Task to carry out> Here are some records. Copy each one exactly.

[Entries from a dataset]
>> START

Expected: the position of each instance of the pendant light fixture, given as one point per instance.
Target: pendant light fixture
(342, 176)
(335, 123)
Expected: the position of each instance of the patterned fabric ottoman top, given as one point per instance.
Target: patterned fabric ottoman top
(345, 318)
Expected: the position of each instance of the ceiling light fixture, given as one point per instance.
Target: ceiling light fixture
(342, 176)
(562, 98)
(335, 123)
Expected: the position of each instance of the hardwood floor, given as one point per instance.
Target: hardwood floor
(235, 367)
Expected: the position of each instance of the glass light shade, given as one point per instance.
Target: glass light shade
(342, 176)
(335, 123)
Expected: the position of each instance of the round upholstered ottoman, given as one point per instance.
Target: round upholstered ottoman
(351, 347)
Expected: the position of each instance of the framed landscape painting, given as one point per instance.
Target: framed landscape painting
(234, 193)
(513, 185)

>> END

Finished exercise>
Expected: the position of each instance of the pendant light fixture, given as one point per instance.
Target: pendant light fixture
(342, 176)
(335, 123)
Expected: the position of each instance of the patterned fabric ottoman top, given as one point per instance.
Target: patterned fabric ottoman top
(345, 318)
Expected: the position of each instance of the ceiling light fixture, given as one point per instance.
Target: ceiling light fixture
(342, 176)
(562, 98)
(335, 123)
Expected: the position of each instance of the hardwood floor, given as one point per instance.
Target: hardwood floor
(235, 367)
Expected: the position of each instance of the glass light shade, given as one point per instance.
Target: glass light shade
(342, 176)
(335, 123)
Expected: the position of each instance of the round upholstered ottoman, given as one point per instance.
Target: round upholstered ottoman
(351, 347)
Expected: the position of each instance of the framed landscape painting, given as one point per instance.
Target: framed landscape painting
(234, 193)
(513, 185)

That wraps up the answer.